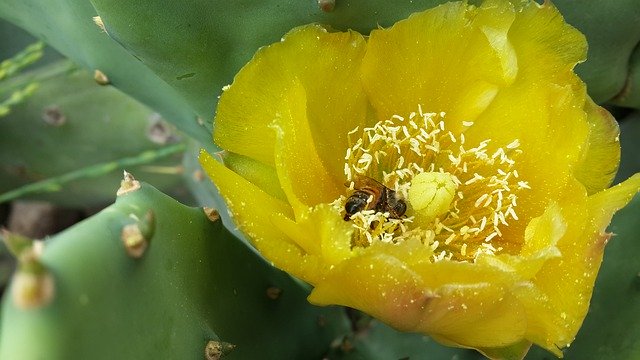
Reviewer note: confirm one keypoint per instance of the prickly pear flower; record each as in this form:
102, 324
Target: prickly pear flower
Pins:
448, 175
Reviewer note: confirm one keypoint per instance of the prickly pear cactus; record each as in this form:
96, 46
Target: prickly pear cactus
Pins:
150, 278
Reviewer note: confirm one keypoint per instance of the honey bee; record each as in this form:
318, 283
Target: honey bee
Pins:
372, 195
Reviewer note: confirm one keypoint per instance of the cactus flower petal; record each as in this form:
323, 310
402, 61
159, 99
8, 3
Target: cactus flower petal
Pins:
448, 175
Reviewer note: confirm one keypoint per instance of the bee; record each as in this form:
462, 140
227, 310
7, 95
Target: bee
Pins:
369, 194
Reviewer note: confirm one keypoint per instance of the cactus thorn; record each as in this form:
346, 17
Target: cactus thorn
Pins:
33, 285
212, 214
273, 292
98, 21
53, 116
16, 243
327, 5
133, 240
215, 350
100, 77
128, 184
32, 290
136, 236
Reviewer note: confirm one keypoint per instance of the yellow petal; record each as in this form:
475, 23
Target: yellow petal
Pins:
252, 209
335, 105
378, 284
602, 156
453, 58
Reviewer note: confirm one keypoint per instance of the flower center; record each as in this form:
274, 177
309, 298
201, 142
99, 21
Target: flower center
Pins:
412, 178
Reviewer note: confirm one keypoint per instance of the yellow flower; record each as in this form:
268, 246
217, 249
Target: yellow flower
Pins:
447, 175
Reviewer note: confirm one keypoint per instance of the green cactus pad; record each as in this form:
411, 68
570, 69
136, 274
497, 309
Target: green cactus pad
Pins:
70, 124
193, 283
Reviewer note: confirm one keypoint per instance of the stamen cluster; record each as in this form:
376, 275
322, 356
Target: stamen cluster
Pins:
394, 151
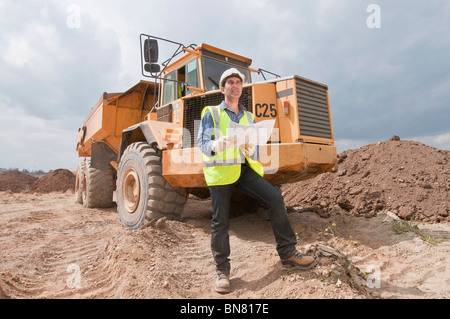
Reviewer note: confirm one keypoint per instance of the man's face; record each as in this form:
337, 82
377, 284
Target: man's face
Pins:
232, 87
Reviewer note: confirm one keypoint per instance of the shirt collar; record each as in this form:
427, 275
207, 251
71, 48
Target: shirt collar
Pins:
223, 106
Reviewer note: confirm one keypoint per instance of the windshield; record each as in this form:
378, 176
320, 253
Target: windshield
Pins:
213, 69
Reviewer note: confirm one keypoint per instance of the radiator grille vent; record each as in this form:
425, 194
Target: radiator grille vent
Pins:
313, 112
193, 108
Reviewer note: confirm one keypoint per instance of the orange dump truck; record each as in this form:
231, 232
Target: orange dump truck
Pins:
140, 145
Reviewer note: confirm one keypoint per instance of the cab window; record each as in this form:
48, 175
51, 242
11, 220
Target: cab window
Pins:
169, 88
176, 89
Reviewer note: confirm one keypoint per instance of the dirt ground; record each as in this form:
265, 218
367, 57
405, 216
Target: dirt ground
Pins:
51, 247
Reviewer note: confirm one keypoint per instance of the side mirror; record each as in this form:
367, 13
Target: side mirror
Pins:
151, 50
152, 68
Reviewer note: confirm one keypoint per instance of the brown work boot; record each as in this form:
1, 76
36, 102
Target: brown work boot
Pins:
300, 261
222, 284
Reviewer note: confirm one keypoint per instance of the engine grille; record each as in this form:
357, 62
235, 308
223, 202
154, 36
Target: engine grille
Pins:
313, 115
193, 108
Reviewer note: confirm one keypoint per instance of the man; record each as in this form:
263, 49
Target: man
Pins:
227, 166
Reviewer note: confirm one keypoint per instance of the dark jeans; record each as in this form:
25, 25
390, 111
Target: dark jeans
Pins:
257, 187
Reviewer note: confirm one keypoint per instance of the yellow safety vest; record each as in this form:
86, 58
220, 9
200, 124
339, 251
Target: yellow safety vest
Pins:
224, 168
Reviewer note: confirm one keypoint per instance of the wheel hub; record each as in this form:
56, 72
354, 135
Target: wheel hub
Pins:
131, 191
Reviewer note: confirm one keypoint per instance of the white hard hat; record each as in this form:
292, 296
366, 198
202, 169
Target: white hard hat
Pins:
231, 72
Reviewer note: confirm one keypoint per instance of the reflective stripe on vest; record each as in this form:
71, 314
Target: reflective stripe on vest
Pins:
224, 168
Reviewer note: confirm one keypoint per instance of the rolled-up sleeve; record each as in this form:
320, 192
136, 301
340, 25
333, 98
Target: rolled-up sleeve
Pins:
205, 134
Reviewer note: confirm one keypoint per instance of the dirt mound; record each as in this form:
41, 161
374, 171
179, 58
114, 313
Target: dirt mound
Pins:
60, 180
15, 181
407, 178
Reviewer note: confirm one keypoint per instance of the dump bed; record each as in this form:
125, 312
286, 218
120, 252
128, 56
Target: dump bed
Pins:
113, 113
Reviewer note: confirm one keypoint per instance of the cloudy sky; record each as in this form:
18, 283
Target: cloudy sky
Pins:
387, 66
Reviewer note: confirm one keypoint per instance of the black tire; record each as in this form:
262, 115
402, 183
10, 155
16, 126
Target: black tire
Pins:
142, 192
98, 187
79, 179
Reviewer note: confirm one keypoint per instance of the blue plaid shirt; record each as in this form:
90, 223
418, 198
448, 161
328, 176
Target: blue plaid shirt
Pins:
204, 138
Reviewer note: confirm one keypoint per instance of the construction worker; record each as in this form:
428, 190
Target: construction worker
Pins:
227, 166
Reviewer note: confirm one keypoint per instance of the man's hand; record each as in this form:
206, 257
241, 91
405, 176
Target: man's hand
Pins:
223, 143
248, 149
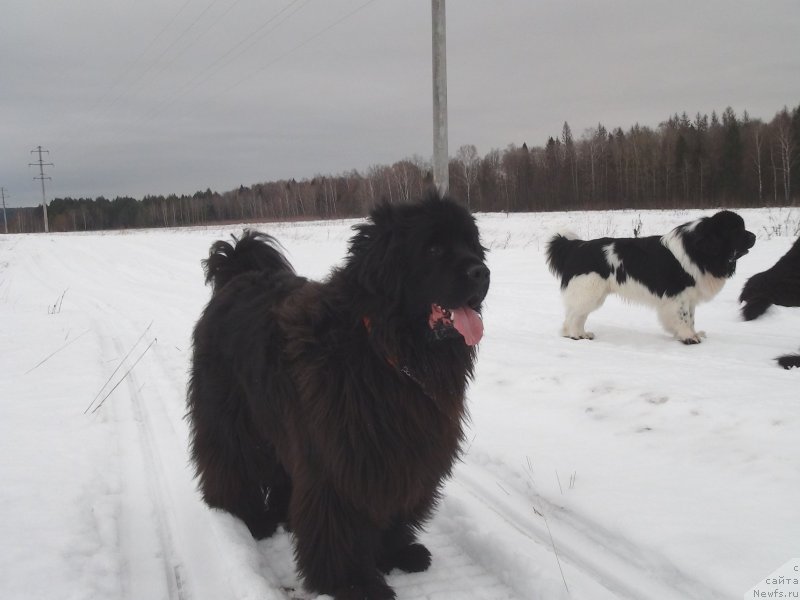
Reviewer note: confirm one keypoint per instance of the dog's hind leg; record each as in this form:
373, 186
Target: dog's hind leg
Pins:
242, 477
336, 546
677, 317
401, 550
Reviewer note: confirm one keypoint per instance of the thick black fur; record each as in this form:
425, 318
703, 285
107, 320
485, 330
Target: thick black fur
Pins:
780, 284
300, 409
645, 260
673, 272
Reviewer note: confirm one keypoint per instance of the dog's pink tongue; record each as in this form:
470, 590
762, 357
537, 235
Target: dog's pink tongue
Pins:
469, 324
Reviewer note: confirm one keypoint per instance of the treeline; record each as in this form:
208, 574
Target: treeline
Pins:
692, 162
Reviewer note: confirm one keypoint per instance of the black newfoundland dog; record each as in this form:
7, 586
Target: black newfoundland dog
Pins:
337, 407
672, 273
780, 284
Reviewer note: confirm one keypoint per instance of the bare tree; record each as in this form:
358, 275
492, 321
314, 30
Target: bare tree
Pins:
786, 151
469, 160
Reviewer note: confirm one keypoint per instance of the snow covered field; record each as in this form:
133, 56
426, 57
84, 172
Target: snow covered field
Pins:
630, 466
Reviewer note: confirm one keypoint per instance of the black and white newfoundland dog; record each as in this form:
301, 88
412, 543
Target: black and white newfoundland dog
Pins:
780, 284
338, 407
673, 273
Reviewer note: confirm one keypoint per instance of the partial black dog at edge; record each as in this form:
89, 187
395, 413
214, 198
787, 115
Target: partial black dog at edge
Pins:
780, 284
337, 407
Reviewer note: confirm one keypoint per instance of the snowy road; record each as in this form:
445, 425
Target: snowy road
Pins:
629, 467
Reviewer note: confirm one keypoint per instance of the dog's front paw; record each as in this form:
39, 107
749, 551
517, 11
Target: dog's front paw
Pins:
414, 558
586, 335
377, 590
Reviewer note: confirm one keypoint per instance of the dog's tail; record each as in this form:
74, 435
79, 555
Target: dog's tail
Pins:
558, 250
254, 251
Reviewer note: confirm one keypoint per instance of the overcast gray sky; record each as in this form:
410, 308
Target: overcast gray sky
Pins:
136, 97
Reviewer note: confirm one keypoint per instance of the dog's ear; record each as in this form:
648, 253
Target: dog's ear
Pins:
372, 255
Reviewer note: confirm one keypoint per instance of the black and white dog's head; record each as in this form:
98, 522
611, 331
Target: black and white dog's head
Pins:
715, 243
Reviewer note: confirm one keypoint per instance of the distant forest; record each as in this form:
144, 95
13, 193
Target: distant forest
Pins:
686, 162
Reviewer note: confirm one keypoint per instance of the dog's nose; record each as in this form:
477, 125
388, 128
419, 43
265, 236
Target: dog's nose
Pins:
478, 273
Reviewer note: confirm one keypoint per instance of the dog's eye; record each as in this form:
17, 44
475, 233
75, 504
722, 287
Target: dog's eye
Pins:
435, 250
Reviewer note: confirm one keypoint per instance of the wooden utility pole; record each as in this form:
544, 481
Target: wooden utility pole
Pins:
5, 220
441, 177
42, 165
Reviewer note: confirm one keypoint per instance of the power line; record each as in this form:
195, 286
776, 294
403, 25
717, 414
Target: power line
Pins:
300, 45
42, 165
205, 74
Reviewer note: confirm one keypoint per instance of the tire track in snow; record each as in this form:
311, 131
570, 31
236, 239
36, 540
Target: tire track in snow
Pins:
609, 560
197, 553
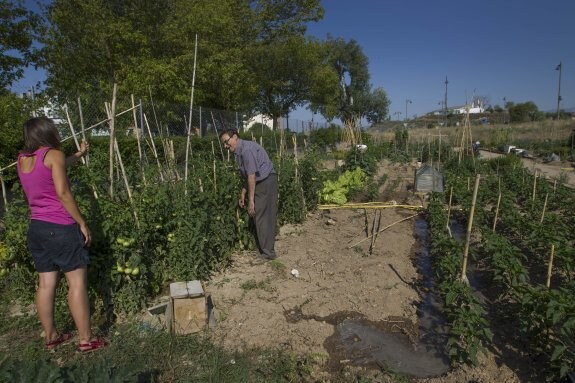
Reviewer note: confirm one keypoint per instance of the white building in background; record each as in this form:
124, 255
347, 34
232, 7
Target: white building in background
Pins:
261, 119
475, 108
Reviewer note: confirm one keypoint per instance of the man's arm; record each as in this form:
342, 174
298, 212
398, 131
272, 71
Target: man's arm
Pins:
251, 194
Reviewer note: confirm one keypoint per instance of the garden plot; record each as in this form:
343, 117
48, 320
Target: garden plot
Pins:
264, 305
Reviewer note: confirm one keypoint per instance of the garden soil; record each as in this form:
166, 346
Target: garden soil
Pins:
326, 273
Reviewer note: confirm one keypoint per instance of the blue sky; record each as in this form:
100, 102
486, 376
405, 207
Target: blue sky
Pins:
488, 48
494, 49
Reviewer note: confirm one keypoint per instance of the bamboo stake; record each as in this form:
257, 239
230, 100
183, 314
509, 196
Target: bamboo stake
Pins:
67, 138
385, 228
534, 185
217, 134
190, 121
550, 267
544, 207
84, 161
554, 186
468, 236
73, 132
215, 177
496, 212
83, 129
4, 198
138, 131
449, 211
154, 148
126, 183
111, 148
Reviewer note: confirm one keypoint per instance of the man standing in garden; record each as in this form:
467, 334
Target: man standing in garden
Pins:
261, 186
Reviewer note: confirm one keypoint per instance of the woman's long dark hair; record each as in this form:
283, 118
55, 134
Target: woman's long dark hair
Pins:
40, 131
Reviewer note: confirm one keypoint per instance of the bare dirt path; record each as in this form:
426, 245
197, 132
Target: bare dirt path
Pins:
561, 171
265, 305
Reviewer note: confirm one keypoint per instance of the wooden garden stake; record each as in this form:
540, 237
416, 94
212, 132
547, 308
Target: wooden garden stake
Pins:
554, 186
385, 228
217, 134
154, 148
73, 132
215, 178
87, 155
190, 121
468, 236
449, 210
550, 267
544, 207
534, 185
496, 212
137, 133
111, 117
3, 191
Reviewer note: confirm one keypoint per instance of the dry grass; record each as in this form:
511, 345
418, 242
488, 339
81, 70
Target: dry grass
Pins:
493, 136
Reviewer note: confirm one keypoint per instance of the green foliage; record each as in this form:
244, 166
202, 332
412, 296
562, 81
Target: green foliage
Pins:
17, 28
338, 191
523, 112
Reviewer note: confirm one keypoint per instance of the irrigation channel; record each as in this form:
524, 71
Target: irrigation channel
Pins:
394, 344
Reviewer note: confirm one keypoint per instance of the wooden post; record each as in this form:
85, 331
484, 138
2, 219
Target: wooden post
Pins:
496, 212
73, 132
82, 127
190, 121
3, 191
138, 138
534, 185
469, 226
112, 118
154, 148
550, 267
544, 207
449, 210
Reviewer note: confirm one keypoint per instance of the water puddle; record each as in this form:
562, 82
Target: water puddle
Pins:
394, 344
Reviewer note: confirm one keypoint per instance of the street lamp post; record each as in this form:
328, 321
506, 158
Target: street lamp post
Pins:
559, 89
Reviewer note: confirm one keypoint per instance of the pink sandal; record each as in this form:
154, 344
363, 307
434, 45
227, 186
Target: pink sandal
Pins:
92, 345
63, 338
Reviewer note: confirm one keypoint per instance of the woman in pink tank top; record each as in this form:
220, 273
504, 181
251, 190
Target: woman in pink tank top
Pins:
58, 236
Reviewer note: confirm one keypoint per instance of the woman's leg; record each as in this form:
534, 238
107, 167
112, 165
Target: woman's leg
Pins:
78, 301
45, 295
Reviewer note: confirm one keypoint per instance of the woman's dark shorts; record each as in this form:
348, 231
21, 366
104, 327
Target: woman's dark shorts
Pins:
57, 247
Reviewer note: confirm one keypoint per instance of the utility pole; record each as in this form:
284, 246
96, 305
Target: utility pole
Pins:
445, 102
559, 91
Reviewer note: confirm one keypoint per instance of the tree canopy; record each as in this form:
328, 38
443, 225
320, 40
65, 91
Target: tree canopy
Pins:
17, 30
252, 55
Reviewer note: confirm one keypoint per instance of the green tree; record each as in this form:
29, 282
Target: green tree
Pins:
148, 47
288, 72
13, 112
355, 97
17, 30
523, 112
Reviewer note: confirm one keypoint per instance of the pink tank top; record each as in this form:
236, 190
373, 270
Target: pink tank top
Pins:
40, 191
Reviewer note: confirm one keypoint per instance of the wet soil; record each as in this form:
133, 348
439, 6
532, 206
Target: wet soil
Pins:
349, 308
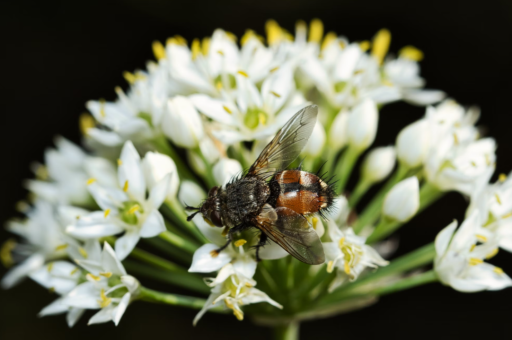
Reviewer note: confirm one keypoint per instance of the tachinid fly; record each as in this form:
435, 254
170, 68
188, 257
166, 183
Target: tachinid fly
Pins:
274, 200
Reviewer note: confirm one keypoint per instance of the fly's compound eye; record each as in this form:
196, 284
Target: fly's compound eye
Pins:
213, 192
215, 218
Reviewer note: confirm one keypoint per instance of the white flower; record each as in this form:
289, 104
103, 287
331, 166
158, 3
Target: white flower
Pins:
362, 125
459, 261
403, 200
232, 290
63, 179
44, 242
156, 166
226, 169
349, 254
378, 164
108, 287
125, 210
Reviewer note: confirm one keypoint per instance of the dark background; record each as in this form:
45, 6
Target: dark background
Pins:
56, 55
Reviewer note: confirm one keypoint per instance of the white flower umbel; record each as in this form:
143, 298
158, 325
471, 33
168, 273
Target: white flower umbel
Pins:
402, 201
45, 241
62, 180
125, 210
460, 256
108, 287
349, 255
232, 290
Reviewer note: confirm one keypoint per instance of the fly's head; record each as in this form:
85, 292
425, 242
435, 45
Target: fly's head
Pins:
210, 208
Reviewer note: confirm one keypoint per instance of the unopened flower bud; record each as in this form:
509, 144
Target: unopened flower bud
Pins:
156, 166
338, 131
412, 144
182, 123
403, 200
378, 164
362, 125
225, 169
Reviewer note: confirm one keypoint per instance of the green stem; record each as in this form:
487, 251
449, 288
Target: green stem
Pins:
180, 279
372, 211
154, 296
289, 331
345, 165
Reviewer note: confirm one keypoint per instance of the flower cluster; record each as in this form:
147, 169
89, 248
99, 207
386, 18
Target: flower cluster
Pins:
198, 116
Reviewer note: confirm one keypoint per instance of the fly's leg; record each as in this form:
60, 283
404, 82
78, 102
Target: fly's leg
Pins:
261, 243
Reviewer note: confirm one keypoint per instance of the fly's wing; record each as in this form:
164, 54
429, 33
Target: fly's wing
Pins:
287, 144
294, 234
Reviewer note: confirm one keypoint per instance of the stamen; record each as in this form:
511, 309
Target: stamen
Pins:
227, 109
316, 31
243, 74
381, 44
474, 261
240, 243
83, 252
411, 52
493, 253
86, 122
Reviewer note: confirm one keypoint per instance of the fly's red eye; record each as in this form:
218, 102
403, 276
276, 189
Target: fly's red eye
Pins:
213, 191
215, 218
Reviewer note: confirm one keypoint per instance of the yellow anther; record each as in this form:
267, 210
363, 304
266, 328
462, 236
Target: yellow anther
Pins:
105, 301
240, 243
92, 277
158, 50
380, 44
363, 45
243, 74
133, 209
330, 266
205, 46
329, 38
196, 48
481, 238
316, 30
474, 261
61, 247
341, 242
347, 268
227, 109
498, 198
455, 139
411, 52
86, 122
498, 270
83, 252
493, 253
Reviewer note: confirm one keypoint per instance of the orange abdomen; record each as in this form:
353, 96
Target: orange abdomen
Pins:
302, 191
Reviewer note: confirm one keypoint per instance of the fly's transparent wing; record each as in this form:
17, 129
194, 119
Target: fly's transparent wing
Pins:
295, 235
287, 144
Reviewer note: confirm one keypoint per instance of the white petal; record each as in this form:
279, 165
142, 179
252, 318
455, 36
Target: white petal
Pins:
203, 262
153, 225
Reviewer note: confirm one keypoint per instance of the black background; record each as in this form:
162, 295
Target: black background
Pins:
55, 55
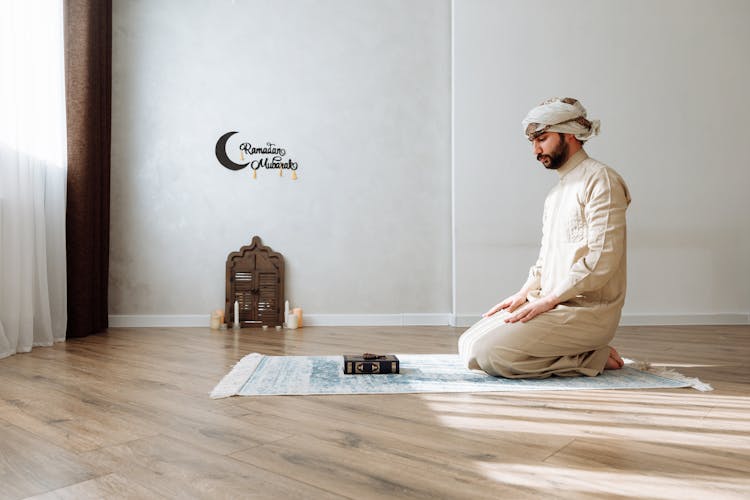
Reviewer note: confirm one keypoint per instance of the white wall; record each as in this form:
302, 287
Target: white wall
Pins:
668, 80
357, 92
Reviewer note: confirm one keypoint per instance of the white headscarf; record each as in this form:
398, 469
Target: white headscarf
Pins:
560, 114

▶ [To be done] Extract, exactly as written, the span of lines from the one holding "the flower cluster;" through the last line, inclusive. Skip any picture.

▶ [Problem solution]
Reviewer note: confirm one keypoint per instance of the flower cluster; record each as in this form:
147, 169
89, 248
99, 207
386, 18
Target: flower cluster
Pins:
198, 116
Reviewer note: confirm one keypoint per instance of the fly's leg; record each as in this form:
60, 283
404, 82
78, 102
Target: fly's leg
Pins:
261, 243
Reviewer note: confirm one keypoint per instance of the fly's wing; record each as in this form:
164, 54
429, 33
Target: fly's wing
Pins:
287, 144
294, 234
Reviewer note: confirm one keypoint per instance of the stamen; record each as in this form:
511, 309
Target: stamen
Pins:
227, 109
316, 31
243, 74
381, 44
474, 261
240, 243
83, 252
411, 52
493, 253
86, 122
Reviewer note: confirm one keypoint per instance of the fly's red eye; record each as in this form:
218, 102
403, 276
276, 189
Target: fly's red eye
Pins:
213, 191
215, 218
Reviewer note: confirm one keypoint per instance of the yellow anther; record each as in this form:
267, 210
363, 304
266, 328
462, 236
Target: yellow anther
Pins:
105, 301
240, 243
92, 277
158, 50
380, 44
363, 45
243, 74
133, 209
330, 266
205, 46
329, 38
196, 48
481, 238
316, 30
474, 261
61, 247
341, 242
347, 268
227, 109
498, 198
455, 139
411, 52
86, 122
498, 270
83, 252
493, 253
Reviewer note: confirm one keypoint per instance of the orange abdomen; record each as in this form:
353, 96
Target: orange abdomen
Pins:
302, 191
Reviewer note: confirm one keypoint per instance of the fly's transparent wing; record each as in this form:
17, 129
194, 119
Target: fly's transparent wing
Pins:
295, 235
287, 144
Reviewer note: confirm one keypoint per instance of the white petal; record each as in this form:
279, 165
142, 179
252, 318
455, 36
Target: white petal
Pins:
203, 262
153, 225
Reviewer note: confirm one keypoint per instance of the black background; record each as in this form:
162, 295
Target: black background
Pins:
55, 55
Reviewer note: confirm one keypoint per instance of the white wall; record each as in this form:
302, 287
Target: white wall
Pins:
668, 80
357, 92
Reviewer note: confirm one keypoint per instance of the white headscarf; record each as in this form:
398, 469
Target: white headscarf
Pins:
560, 114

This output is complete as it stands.